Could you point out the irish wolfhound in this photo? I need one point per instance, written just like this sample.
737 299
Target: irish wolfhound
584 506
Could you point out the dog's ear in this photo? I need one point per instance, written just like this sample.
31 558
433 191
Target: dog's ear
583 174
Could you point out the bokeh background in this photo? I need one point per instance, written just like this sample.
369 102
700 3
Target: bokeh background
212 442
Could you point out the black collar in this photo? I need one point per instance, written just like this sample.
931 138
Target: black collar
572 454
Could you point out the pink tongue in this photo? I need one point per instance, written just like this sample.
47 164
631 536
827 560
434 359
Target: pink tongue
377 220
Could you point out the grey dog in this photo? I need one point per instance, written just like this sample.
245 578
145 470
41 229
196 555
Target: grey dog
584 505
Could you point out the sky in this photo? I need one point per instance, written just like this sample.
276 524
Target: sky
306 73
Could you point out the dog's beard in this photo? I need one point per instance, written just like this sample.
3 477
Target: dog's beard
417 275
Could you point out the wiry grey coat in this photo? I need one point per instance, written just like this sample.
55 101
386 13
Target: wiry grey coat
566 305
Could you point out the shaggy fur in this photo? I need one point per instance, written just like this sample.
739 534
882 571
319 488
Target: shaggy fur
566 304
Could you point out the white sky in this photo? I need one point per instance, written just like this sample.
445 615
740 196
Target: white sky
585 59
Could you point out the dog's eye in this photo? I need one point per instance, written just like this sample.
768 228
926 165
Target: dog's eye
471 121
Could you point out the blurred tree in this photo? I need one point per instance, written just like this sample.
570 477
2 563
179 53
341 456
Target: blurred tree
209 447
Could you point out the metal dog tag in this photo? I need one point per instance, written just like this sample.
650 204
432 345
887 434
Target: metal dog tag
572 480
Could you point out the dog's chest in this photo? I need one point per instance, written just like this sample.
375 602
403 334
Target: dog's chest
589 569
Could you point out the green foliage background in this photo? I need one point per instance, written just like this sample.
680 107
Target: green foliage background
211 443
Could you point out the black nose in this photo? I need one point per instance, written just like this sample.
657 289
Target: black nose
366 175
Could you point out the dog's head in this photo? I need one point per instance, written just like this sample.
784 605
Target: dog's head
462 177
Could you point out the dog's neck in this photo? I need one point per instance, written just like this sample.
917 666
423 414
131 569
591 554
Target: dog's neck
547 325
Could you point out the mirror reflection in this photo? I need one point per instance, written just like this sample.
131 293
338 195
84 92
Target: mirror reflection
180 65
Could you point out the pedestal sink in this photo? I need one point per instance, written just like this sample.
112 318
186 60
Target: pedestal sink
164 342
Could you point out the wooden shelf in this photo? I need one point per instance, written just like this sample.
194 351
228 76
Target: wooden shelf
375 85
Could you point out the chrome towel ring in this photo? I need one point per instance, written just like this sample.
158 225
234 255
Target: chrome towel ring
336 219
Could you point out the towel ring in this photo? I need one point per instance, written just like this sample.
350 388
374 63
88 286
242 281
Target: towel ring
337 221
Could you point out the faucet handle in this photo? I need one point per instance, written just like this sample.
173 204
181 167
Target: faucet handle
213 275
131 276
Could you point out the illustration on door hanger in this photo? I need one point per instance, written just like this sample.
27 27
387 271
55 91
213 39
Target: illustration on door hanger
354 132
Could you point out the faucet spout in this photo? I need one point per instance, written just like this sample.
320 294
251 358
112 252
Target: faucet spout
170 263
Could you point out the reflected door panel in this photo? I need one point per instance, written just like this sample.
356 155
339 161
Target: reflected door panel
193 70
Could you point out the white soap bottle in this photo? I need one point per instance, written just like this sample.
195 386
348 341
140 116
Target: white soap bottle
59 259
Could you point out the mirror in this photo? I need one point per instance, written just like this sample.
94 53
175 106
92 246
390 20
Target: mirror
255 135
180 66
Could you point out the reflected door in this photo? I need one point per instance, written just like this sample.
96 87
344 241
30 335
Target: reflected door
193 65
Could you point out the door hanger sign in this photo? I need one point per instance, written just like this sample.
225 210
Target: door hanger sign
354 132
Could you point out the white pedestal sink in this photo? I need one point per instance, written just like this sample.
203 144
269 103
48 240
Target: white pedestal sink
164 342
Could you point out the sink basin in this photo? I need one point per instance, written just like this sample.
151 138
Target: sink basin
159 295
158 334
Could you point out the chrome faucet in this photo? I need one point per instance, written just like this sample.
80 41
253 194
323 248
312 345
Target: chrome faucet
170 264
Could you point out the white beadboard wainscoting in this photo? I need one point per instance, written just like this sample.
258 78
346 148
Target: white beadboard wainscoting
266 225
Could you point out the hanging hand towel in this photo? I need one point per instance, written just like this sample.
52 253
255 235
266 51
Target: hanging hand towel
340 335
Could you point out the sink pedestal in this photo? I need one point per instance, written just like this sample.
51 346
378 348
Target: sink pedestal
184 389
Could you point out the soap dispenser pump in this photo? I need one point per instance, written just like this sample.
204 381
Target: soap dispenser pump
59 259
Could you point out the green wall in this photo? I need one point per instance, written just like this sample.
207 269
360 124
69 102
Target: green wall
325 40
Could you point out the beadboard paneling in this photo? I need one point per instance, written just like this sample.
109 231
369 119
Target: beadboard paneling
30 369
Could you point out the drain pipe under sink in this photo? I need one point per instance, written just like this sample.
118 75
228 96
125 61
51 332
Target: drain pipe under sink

- **TASK BRIEF**: Give the lines exactly as they stand, from the line with "Could you point out the soap" through the end of the material.

- **RESPONSE TO THE EXERCISE**:
Could you point out the soap dispenser pump in this photo? I need one point per instance, written just like this sample.
204 381
Target: soap dispenser pump
59 259
Could you point out the green wall in this photo? I need one point per instance, written just like this sample.
207 269
360 124
69 102
Target: green wall
325 40
Could you point out the beadboard paneling in this photo? I need one point per instance, written just like this sample.
109 231
369 119
Target: beadboard paneling
30 369
Could you point out the drain pipe under sink in this photo? I need one point per instance, written just like this sample.
118 75
228 96
125 61
51 332
Target: drain pipe under sink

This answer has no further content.